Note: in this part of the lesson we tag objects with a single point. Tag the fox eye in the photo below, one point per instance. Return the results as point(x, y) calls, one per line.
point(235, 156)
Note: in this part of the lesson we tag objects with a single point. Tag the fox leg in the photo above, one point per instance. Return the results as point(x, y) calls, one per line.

---

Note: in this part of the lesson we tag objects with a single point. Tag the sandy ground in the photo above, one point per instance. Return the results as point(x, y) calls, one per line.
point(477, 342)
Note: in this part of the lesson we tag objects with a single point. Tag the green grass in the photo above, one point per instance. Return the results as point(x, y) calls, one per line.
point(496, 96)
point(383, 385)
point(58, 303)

==

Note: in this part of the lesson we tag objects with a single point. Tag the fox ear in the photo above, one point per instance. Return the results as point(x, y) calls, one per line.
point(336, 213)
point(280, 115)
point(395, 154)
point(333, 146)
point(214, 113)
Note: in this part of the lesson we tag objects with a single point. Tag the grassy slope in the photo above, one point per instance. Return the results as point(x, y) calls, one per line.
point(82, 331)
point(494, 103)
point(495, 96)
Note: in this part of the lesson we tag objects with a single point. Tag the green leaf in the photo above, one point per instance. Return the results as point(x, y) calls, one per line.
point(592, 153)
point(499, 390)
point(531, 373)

» **Task objective**: From the data above, reproduce word for word the lines running from the line with "the fox eye" to the line with "the fox leg", ends included.

» **Your response**:
Note: in this part of the lesson we tag objects with a single point. Tag the fox eye in the photo below, one point per instance. Return the results as point(x, y) calls, one per line.
point(235, 156)
Note: in this part of the lesson we tag objects with a single point. Tag the fox leg in the photo above, one point per instance. Return the results as point(x, y) calls, one per line.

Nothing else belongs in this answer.